--- START Quoted passage ---
When things didn’t work well, [it] was when the secretary of state makes a decision that is in someone else’s brief and fails to communicate it so you find out about it in the newspapers, or a secretary of state who is not confident enough in articulating what they want from the brief, or a secretary of state who actually doesn’t really take seriously the serious matters of policy and wants to play politics. I think, in my experience, that is when you have a sub-optimal relationship between that secretary of state and the other ministers.

TD: One thing we haven’t yet talked about is Brexit, and obviously that was going on in the background to your time at the Ministry of Justice and at BEIS. How did the Brexit process affect your time in government?

SG: I left [laughs]! It ended up with me terminating my own ministerial career. I mean, I accepted it. I campaigned for Remain, but I accepted the referendum result. In the Ministry of Justice, I didn’t really have much interface with what was going on in Brexit at all, but in the science, research and innovation role I became involved in aspects of the Article 50 process [of leaving the EU] and the negotiation on space technology, particularly Galileo and Copernicus [EU space programmes], on the Erasmus student exchange programme, but also EU research funding. The more I looked at what we were trying to do, the more I realised we were at best creating a facsimile of what we had before, whilst saying to the public “it’s going to be better than what we had before”.

But I think specifically how it affected me was on the Galileo programme. Very early in the Article 50 process, we received a letter from the EU saying the UK was going to be shut out of the programme. And that was the first early warning sign that despite our view that somehow the negotiations were going to be easy, they were not going to be that easy after all. And I was very much at the heart of this process, drafting our response to the [European] Commission, meeting my counterpart in Brussels to explain that the EU didn’t really want to do what it was doing because the programme would cost the EU more and it would be delayed and they needed our 15% budgetary contribution.
--- END Quoted passage ---
--- START Data provided ---
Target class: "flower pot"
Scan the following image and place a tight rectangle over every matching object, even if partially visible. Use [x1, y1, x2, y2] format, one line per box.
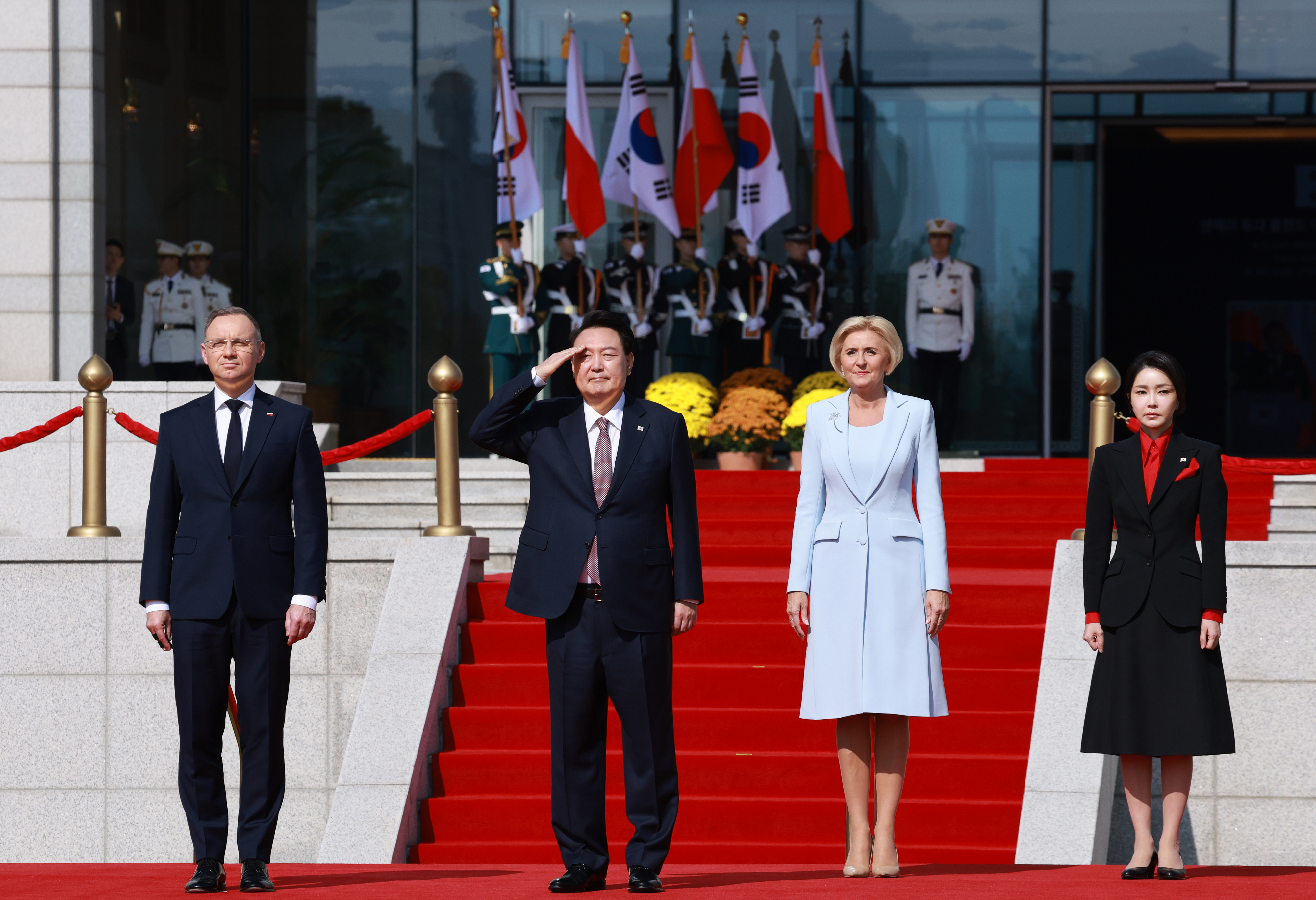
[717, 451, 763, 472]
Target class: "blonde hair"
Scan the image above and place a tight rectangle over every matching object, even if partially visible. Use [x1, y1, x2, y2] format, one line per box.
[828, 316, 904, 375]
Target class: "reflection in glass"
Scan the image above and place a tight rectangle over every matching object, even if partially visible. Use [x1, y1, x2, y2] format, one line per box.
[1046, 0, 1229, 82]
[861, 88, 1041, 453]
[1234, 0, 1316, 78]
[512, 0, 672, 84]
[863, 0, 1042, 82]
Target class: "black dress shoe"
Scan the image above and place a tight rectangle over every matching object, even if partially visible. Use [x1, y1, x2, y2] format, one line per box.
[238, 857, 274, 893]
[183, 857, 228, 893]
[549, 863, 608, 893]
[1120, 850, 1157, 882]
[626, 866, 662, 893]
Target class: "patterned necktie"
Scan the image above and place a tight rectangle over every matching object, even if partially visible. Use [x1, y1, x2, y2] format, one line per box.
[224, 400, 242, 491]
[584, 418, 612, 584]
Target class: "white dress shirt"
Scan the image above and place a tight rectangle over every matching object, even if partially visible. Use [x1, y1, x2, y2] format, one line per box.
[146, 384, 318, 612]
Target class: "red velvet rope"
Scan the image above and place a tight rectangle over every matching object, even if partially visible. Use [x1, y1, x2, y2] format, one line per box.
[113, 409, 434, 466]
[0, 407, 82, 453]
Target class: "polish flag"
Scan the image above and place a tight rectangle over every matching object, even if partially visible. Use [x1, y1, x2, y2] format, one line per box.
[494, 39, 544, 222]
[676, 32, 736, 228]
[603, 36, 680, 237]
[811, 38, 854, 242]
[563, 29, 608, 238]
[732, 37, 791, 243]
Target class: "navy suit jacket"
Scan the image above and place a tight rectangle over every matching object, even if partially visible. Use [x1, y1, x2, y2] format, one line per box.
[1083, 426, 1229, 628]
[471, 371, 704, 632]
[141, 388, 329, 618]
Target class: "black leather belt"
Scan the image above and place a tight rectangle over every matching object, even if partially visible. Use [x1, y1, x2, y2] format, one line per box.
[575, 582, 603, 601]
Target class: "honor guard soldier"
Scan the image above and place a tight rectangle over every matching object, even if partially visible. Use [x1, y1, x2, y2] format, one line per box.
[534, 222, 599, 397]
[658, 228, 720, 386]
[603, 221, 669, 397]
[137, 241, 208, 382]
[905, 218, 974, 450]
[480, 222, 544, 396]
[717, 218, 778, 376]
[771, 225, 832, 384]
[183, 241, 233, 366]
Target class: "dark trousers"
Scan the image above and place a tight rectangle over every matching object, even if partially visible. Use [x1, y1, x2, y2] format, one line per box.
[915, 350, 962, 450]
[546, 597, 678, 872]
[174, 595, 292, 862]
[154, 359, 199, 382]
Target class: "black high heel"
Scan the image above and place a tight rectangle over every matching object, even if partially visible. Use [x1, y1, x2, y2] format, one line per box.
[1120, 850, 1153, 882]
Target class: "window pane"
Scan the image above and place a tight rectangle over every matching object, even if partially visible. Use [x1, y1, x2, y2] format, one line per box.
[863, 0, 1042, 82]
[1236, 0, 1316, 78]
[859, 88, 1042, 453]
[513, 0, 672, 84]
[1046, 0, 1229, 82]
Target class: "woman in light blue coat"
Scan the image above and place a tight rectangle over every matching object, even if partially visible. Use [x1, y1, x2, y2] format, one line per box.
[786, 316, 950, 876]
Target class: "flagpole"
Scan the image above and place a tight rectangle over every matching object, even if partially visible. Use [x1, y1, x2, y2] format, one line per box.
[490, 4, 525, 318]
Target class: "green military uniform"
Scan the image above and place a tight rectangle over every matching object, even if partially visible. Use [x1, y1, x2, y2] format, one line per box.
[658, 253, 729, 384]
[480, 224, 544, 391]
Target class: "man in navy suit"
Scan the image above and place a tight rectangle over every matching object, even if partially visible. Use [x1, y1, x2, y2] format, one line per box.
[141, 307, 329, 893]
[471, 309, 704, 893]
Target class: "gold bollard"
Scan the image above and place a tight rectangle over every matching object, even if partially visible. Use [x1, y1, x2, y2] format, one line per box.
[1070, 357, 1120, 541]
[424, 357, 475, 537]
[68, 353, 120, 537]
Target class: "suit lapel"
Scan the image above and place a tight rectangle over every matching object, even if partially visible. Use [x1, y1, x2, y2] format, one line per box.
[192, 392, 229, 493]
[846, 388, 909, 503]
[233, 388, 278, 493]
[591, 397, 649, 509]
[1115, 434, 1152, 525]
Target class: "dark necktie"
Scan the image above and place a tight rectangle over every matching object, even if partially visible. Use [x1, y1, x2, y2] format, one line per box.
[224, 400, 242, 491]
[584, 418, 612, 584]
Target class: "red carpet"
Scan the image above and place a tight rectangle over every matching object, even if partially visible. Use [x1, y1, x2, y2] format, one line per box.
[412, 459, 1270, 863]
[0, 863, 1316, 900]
--- END Data provided ---
= Complete the following =
A - In the interview excerpt, what share of the Galileo budget does the speaker say the EU needed from the UK?
B - Copy the interview excerpt, starting at the words "When things didn’t" and ending after "the other ministers.", and rename "secretary of state" to "cabinet secretary" everywhere it occurs.

= Expected responses =
A - 15%

B -
When things didn’t work well, [it] was when the cabinet secretary makes a decision that is in someone else’s brief and fails to communicate it so you find out about it in the newspapers, or a cabinet secretary who is not confident enough in articulating what they want from the brief, or a cabinet secretary who actually doesn’t really take seriously the serious matters of policy and wants to play politics. I think, in my experience, that is when you have a sub-optimal relationship between that cabinet secretary and the other ministers.